Lines holding the word "Target": how many does the material below have? Answer with nothing but the number.

· · · · ·

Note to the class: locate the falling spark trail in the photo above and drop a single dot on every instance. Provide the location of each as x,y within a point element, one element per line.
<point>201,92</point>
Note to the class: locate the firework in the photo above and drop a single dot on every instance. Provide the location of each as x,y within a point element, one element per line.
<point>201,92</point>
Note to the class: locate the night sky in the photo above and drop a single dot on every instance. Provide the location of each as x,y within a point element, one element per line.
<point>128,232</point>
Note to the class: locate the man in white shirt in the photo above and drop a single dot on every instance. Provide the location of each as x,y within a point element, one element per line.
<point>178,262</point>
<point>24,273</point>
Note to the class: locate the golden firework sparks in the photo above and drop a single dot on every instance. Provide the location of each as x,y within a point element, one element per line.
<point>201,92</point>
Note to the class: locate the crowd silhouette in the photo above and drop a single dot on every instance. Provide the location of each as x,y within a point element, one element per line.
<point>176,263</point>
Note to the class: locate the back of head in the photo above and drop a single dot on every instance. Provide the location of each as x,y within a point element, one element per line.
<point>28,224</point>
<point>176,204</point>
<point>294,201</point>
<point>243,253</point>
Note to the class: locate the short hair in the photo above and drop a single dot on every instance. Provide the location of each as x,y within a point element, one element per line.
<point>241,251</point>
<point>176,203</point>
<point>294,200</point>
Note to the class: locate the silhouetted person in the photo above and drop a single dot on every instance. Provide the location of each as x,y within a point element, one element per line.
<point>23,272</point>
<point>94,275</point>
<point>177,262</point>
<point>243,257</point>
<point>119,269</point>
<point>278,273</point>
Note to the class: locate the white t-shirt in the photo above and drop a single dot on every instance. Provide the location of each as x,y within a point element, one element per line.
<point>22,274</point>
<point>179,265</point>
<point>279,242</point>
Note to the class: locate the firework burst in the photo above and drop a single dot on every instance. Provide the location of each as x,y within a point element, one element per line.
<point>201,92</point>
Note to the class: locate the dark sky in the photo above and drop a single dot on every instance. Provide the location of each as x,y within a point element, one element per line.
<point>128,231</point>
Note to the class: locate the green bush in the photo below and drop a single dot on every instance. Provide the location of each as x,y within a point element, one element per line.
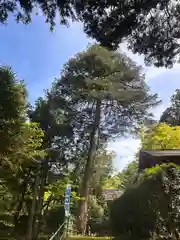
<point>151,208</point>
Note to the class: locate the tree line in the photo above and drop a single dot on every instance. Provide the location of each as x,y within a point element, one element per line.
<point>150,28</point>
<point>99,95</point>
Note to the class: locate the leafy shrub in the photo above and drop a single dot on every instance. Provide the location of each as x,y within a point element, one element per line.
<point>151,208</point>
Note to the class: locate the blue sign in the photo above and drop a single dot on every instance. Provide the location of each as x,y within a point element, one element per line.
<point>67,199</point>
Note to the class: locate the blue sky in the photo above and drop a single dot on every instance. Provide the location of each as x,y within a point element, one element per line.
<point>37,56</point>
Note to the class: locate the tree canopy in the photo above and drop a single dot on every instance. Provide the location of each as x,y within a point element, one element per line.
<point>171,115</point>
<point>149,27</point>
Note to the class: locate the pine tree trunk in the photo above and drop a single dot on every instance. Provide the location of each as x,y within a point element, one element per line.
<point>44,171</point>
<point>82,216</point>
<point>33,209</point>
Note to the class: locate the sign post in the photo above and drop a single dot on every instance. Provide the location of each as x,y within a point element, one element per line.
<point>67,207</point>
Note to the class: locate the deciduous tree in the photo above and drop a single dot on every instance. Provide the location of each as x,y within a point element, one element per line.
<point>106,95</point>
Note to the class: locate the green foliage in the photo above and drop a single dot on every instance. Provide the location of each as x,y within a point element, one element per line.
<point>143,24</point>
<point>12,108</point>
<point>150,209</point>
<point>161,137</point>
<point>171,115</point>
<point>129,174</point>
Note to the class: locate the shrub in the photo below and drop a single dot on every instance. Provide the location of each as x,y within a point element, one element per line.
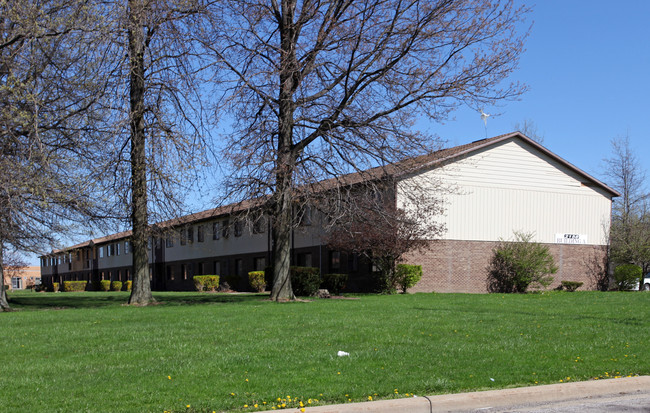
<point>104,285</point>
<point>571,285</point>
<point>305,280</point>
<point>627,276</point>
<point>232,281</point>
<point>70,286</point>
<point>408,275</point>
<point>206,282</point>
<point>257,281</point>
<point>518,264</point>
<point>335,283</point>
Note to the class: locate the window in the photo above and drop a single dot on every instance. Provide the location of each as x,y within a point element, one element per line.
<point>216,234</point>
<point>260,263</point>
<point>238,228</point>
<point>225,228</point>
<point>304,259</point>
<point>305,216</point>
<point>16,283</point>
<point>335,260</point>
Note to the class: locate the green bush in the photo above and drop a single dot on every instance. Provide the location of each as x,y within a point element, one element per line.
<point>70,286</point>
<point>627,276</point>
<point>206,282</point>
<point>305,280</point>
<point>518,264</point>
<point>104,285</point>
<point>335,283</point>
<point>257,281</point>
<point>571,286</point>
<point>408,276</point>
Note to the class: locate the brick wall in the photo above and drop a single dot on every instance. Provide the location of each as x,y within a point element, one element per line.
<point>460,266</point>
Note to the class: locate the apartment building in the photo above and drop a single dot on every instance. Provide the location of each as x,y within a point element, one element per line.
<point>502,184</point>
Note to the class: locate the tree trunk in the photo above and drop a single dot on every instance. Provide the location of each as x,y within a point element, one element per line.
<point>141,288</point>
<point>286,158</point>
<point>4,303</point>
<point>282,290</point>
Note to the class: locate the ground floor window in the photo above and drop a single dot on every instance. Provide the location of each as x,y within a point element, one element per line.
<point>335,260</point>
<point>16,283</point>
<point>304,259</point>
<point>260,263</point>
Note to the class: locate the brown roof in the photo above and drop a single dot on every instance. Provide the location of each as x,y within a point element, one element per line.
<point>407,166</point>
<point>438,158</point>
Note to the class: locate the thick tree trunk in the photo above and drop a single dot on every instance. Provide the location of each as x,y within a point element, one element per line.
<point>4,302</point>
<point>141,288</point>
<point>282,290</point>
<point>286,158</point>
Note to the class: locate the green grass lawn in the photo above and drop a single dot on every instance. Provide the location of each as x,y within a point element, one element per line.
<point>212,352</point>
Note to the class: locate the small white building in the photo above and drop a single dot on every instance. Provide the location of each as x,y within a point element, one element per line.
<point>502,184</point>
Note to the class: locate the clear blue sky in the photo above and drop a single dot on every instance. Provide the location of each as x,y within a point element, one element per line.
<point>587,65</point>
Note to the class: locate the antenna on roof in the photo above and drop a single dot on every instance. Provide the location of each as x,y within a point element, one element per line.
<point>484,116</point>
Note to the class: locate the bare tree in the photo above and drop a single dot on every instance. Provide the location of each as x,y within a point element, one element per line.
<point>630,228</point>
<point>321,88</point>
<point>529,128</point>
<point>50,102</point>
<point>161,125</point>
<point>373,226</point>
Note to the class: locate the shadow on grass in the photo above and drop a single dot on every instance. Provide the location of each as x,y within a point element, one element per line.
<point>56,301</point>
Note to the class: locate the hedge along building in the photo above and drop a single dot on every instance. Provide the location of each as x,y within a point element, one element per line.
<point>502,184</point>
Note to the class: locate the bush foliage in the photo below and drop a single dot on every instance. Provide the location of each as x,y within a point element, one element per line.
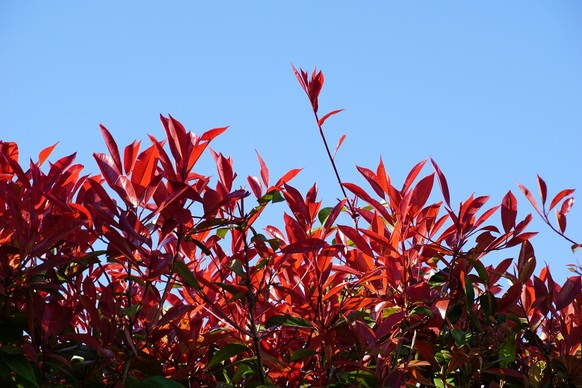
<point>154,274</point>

· · · · ·

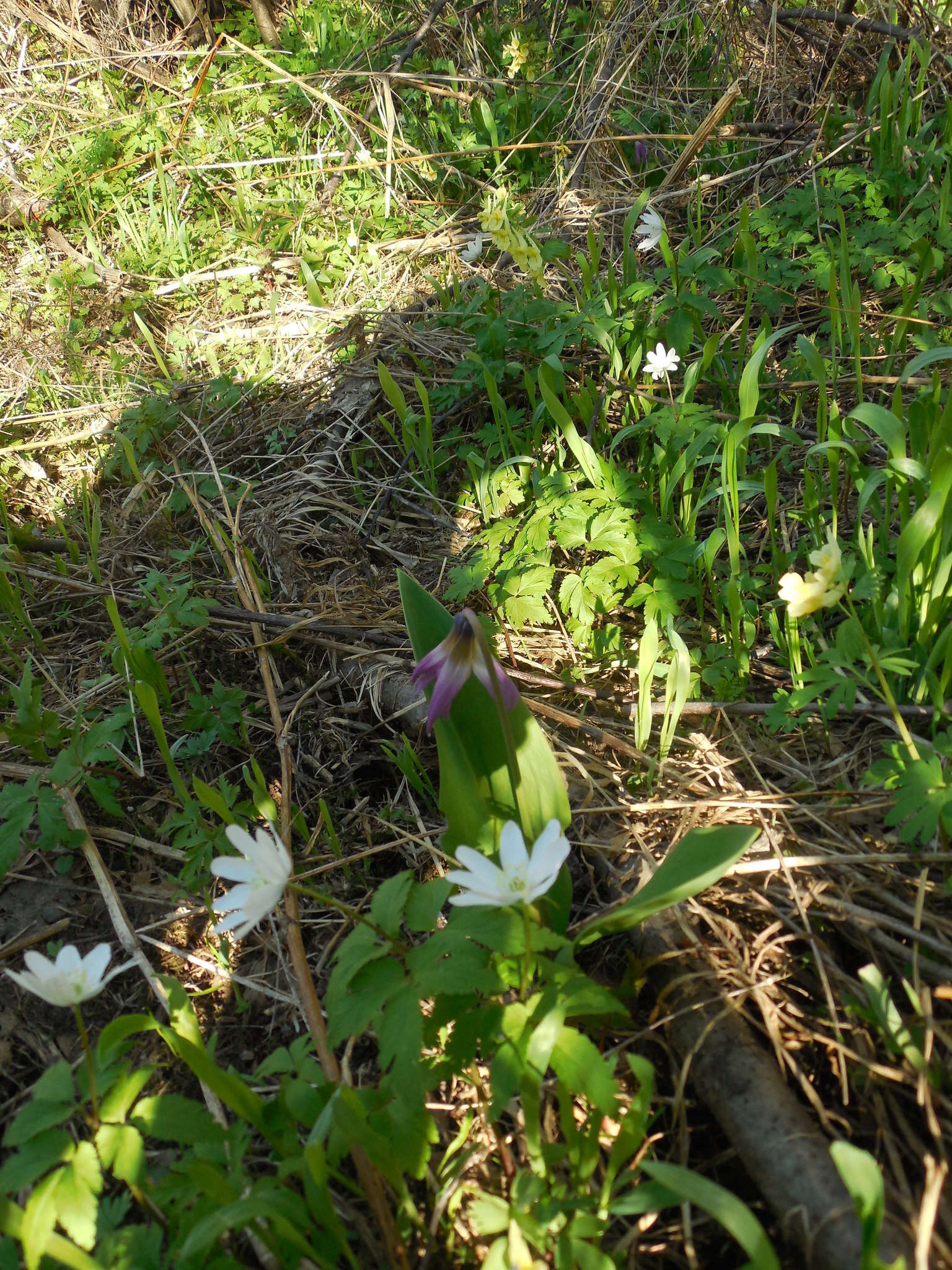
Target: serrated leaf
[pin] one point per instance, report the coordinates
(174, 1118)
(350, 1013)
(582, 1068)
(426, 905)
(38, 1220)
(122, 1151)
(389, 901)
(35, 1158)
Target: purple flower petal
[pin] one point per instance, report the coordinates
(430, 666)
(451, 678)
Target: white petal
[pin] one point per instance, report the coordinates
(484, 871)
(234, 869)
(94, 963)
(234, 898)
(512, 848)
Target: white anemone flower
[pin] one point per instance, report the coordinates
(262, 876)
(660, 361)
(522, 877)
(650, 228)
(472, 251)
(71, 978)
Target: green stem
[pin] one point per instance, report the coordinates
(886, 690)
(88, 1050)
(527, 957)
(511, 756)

· · · · ·

• _RESULT OF THIS TASK_: 5